═══ Page excerpt ═══
One of the many joys from my childhood were those wintery, rainy weekends. My twin brother and I would beg our poor mother to take us to the video shop. There we'd splash our pocket money renting such awesome classics as Star Wars and The Karate Kid, both of which we'd seen a million times before. One such VHS tape, that my father rather cleverly managed to pirate copy (as they did back then in the 80's) from one VHS player to another, my brother and I would sit down in front of the television and watch from start to finish, only then to rewind the entire tape and start again! This stretched tomb of 35mm Scotch tape, was Superman II.
The copy was a warped and pixelated mess of an image. Superman's voice would wallow, up and down, in a range of off the scale pitches, causing our cat to leg it out of the lounge and go hide under our sink! But despite these faults, they added to its splendour. As such imperfections almost gave it a soul, making the tape and the others that followed, an odd addition to the family, certainly based on how often these cumbersome plastic boxes of love would play babysitter!
This is almost certainly why the superhero genre resides and continues to affect me today. Nostalgia is a power tool to draw people in, and if played out correctly, with every detail exposed and presented, it will always deliver.
═══ Data records ═══
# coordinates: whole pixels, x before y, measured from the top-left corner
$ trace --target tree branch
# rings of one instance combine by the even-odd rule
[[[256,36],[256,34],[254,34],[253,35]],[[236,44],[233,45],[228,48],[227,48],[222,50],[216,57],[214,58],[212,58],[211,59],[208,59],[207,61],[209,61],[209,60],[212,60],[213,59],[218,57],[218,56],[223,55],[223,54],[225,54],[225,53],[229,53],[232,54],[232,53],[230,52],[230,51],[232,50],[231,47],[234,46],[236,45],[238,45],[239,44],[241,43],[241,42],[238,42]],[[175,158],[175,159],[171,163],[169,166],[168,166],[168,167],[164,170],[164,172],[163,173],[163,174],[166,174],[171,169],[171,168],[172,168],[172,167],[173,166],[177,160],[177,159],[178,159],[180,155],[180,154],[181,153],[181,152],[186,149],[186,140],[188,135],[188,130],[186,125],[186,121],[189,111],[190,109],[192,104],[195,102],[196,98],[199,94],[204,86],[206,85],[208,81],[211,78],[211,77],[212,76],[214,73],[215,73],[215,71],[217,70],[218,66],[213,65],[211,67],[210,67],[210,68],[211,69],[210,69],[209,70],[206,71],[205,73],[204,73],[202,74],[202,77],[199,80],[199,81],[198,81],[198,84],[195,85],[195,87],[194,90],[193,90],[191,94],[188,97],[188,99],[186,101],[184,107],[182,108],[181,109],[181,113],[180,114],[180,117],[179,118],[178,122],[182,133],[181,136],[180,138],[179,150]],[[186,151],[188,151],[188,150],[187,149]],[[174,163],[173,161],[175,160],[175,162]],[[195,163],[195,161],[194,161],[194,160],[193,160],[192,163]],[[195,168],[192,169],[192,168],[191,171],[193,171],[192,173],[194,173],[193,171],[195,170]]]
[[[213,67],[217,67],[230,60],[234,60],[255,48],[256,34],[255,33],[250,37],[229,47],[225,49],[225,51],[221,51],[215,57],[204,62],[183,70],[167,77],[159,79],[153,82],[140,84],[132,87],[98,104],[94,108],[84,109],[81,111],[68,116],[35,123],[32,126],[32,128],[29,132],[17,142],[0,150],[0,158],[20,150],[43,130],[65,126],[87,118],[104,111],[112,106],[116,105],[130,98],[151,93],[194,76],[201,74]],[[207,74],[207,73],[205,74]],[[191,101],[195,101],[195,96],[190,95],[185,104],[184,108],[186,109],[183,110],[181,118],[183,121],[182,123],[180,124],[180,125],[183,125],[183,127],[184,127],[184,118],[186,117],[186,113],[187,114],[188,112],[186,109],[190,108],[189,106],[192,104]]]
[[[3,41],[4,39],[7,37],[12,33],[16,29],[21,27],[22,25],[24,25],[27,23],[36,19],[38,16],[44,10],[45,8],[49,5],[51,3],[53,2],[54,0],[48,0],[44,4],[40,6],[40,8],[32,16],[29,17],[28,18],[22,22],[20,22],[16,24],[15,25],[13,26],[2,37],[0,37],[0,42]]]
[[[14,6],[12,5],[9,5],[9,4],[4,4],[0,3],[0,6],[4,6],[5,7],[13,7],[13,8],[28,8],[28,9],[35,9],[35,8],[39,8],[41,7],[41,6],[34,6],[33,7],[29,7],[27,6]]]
═══
▶ Task A
Name every film title mentioned in the recollection of childhood VHS weekends.
▶ Task B
Carry on the recollection of childhood VHS weekends from its last sentence.

▶ Written response A
Star Wars, The Karate Kid, Superman II

▶ Written response B
Celebrated for his various fantasy works and the award winning novel Osama. Tidhar's latest outing makes it clearly evident that he is also cut from an identical cloth of my own and thus a great fan of the comic book genre. The Violent Century is set in a modern Elseworlds London, capital of an imperialist Britain. Two guardians, Fogg and Oblivion, partners and defenders of the righteous, are reunited to tackle a past that takes them all other the world spanning many decades, meeting likeminded and maniacal super humans along the way, each with their part to play in this high stakes tale of friendship and what it ultimately means to truly be a hero.
After the first few chapters it's obvious of Tidhar's influence from the Vertigo graphic novels of DC Comics, such as The Sandman Series and Watchmen. Evident in the fact that there are many similarities to the narratives, especially that of Watchmen; its set in an alternative history, both of the heroes are regarded to be more a menace than a cure, with acts of heroism just perceived as one doing their duty, the main plot is focused on what makes a real hero, with the needs of the many out weighing the needs of the few, the structure of the prose reads at a pace that matches the narration of a film noir (or neo noir) detective; exactly like that of the ultra-violent anti-hero Rorschach or the love sick brick s**t house Marv from Frank Miller's Sin City.
This style of writing makes the sentences at first, rather difficult to read, especially if you're not used to the genre. However, these pages are set out to be read fast. It took me a while to get used to it, but once I did, I was speeding my way though the pages! This style is indeed very clever, in that it helps to give the world a bleak cast iron shell, where imagining life in such a place as being black and white, dark, and at times, pretty nasty.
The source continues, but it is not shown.